Task to complete – Your answer should be the lines of the data below that contain "point".

=== Data under study ===

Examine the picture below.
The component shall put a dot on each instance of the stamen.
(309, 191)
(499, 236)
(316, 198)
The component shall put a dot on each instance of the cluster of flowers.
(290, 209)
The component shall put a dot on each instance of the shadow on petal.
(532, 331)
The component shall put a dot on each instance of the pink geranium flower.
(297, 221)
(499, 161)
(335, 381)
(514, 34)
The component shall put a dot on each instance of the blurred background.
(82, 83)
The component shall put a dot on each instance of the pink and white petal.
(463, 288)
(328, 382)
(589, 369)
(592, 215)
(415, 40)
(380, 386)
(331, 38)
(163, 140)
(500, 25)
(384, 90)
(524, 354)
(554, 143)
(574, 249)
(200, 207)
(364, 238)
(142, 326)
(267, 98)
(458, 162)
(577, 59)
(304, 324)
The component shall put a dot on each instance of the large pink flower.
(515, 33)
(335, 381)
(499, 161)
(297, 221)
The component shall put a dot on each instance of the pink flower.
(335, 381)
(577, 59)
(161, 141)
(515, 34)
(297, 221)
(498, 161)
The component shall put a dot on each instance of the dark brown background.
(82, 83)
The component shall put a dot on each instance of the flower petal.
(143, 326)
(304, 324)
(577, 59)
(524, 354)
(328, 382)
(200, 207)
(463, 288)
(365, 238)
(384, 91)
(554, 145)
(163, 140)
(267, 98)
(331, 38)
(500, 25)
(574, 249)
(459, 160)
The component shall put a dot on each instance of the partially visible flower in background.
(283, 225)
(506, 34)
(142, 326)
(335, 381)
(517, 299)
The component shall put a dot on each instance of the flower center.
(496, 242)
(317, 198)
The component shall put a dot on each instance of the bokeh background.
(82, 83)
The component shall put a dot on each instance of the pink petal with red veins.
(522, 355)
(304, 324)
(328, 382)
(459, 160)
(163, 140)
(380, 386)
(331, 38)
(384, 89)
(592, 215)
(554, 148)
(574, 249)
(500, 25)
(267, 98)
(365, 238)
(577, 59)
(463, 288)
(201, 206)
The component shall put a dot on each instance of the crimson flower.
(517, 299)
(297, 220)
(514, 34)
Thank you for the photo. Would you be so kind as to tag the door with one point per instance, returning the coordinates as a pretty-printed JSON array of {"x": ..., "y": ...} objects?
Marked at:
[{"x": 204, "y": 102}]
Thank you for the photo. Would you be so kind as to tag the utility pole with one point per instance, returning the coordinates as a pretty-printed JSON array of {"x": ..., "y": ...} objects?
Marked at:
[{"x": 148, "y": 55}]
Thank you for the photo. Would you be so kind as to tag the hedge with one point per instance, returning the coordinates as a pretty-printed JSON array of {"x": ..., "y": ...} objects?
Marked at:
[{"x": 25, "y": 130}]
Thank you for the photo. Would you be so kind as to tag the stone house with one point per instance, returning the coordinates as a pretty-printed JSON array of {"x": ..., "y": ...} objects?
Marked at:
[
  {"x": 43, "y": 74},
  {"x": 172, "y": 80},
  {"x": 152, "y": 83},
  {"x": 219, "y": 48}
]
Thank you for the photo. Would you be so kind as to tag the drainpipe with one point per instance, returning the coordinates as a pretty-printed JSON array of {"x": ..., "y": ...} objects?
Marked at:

===

Output for this task –
Thank you for the photo. Would you be so kind as to tag the door with one point per instance, returning the coordinates as a pretty-printed JSON array of {"x": ..., "y": ...} objects?
Thank you for the photo. Would you be so kind as to tag the utility pole with one point per instance, returning the coordinates as a pretty-printed JSON array of {"x": ..., "y": ...} objects?
Thank you for the photo. Would you be so kind as to tag the hedge with one point per instance, returning the coordinates as a pretty-printed JSON array of {"x": ..., "y": ...} objects?
Thank you for the photo. Would you be so kind as to tag the stone house with one point per instance, returning the coordinates as a pretty-printed JSON array of {"x": ..., "y": ...} objects?
Thank you for the photo. Would you be so kind as to tag the drainpipe with one point per instance, returning the coordinates as a pretty-printed JSON array of {"x": ..., "y": ...} objects?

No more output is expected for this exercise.